**PROBLEM TO WORK ON:** Retype the following data without any changes, beginning at the line that contains "Where can the window" and stopping after the line that contains "x=297, y=312".

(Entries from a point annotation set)

=-=-=

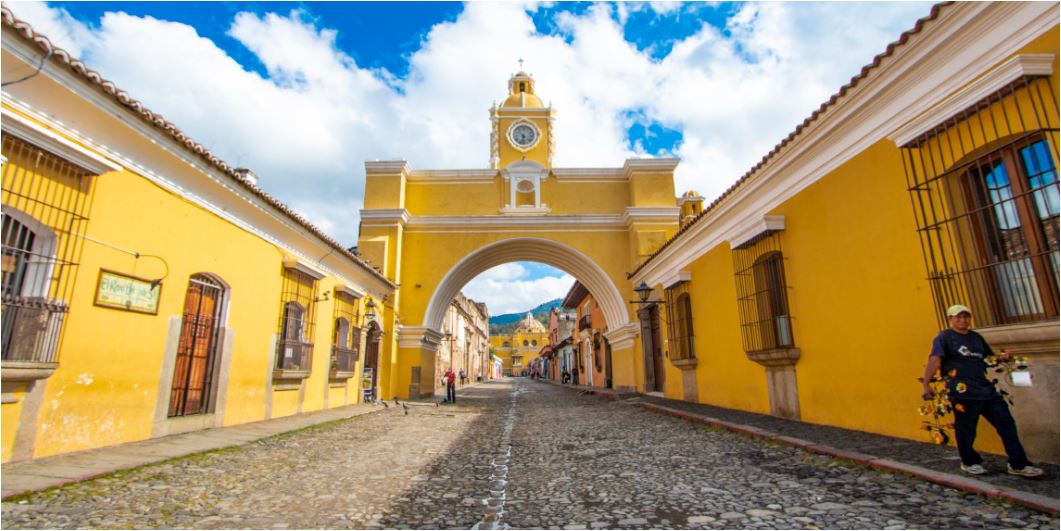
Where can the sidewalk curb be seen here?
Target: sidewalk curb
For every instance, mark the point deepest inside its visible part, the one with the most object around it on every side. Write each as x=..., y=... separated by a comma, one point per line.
x=1030, y=500
x=139, y=448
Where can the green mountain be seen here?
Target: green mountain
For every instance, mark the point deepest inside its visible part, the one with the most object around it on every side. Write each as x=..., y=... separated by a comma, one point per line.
x=505, y=323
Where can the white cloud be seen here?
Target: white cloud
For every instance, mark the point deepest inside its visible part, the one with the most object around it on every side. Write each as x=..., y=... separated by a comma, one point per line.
x=309, y=126
x=517, y=295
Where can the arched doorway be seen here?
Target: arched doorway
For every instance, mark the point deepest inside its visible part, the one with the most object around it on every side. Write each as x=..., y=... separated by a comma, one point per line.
x=192, y=388
x=370, y=373
x=433, y=230
x=427, y=337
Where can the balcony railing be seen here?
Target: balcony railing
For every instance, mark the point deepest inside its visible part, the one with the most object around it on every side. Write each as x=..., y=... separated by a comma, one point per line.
x=293, y=359
x=343, y=362
x=31, y=329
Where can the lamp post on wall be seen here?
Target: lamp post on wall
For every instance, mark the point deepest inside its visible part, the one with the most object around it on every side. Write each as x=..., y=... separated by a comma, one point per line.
x=369, y=310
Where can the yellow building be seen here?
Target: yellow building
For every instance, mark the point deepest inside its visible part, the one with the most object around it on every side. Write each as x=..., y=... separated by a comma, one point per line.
x=518, y=348
x=431, y=232
x=150, y=288
x=813, y=288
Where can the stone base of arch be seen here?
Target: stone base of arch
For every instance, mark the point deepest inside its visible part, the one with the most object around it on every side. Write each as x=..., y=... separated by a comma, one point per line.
x=417, y=346
x=624, y=357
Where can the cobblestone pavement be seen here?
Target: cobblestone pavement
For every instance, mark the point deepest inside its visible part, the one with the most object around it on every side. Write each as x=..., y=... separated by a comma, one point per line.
x=575, y=462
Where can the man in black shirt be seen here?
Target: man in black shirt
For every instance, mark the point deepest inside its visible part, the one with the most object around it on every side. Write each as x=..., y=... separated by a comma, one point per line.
x=959, y=353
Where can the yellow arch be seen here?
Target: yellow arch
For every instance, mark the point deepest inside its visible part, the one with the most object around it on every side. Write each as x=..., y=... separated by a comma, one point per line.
x=523, y=249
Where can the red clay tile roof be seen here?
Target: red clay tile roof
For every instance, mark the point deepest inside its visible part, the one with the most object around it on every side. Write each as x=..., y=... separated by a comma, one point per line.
x=799, y=129
x=156, y=120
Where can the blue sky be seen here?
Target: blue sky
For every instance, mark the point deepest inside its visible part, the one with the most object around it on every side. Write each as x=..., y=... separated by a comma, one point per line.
x=305, y=92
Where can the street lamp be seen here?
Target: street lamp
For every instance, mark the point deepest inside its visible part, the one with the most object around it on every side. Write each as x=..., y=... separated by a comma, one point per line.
x=369, y=310
x=643, y=291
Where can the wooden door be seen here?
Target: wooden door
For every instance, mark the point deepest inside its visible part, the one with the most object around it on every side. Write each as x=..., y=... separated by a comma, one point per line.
x=196, y=350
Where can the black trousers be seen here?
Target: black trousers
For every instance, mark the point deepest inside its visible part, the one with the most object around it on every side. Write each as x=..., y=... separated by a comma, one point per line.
x=997, y=413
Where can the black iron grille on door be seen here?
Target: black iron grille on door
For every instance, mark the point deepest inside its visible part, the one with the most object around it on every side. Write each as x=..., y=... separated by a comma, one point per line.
x=984, y=187
x=193, y=373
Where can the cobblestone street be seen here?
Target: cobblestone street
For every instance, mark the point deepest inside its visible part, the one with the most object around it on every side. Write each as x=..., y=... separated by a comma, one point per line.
x=575, y=462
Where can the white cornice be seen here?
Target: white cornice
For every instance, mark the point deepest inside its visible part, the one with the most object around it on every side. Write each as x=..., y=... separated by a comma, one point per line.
x=536, y=112
x=301, y=266
x=486, y=175
x=967, y=39
x=385, y=216
x=650, y=213
x=387, y=167
x=32, y=133
x=680, y=276
x=1031, y=64
x=590, y=174
x=419, y=337
x=649, y=165
x=623, y=337
x=350, y=290
x=514, y=221
x=754, y=228
x=525, y=211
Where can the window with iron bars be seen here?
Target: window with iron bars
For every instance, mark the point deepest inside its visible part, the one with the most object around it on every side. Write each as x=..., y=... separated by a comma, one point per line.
x=763, y=295
x=346, y=336
x=679, y=308
x=984, y=187
x=46, y=205
x=297, y=312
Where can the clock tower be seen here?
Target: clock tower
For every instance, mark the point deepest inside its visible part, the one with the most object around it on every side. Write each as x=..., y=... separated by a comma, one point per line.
x=522, y=126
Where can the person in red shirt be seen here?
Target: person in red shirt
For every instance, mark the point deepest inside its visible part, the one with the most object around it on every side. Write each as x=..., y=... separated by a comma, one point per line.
x=451, y=389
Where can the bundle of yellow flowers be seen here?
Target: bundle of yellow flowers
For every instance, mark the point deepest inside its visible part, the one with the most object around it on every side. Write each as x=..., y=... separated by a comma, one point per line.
x=939, y=406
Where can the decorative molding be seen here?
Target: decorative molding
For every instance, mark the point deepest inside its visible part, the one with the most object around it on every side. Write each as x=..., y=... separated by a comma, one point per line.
x=775, y=357
x=525, y=210
x=486, y=175
x=650, y=213
x=32, y=133
x=915, y=78
x=419, y=337
x=623, y=337
x=754, y=229
x=528, y=112
x=649, y=165
x=297, y=264
x=685, y=364
x=385, y=216
x=590, y=174
x=1020, y=66
x=533, y=217
x=681, y=276
x=386, y=167
x=527, y=249
x=350, y=290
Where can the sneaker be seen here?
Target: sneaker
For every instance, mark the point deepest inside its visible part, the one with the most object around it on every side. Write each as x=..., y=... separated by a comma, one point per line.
x=1027, y=472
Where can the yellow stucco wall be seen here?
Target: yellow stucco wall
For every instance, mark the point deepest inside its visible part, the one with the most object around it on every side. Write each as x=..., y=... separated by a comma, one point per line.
x=863, y=312
x=106, y=388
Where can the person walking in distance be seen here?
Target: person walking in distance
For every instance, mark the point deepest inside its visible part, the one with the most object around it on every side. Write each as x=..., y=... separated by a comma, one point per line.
x=959, y=353
x=451, y=387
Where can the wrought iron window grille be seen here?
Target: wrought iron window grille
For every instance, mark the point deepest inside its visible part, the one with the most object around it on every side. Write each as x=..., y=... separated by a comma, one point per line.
x=984, y=190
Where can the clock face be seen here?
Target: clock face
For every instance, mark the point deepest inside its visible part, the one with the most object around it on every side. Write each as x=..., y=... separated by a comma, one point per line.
x=524, y=135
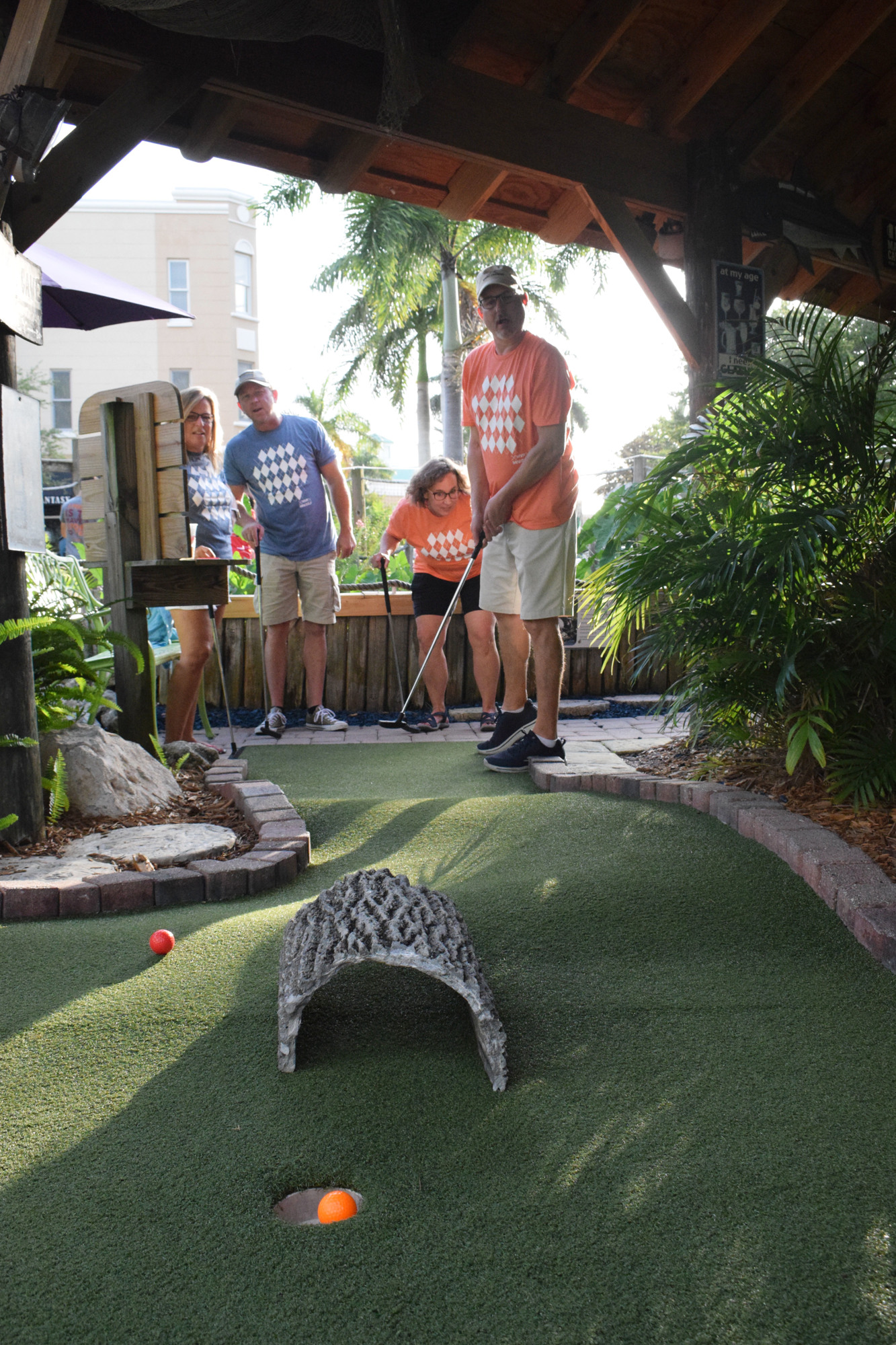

=-=-=

**THE REPLY:**
Where can the window with iron bars be seen here?
Target: window with iron bars
For every instance, mark the point deepest inside its visible part, the one with the most object around it on every side. Write each as x=..., y=... separated by a comma, one point per line.
x=763, y=295
x=346, y=336
x=679, y=308
x=984, y=187
x=46, y=205
x=297, y=312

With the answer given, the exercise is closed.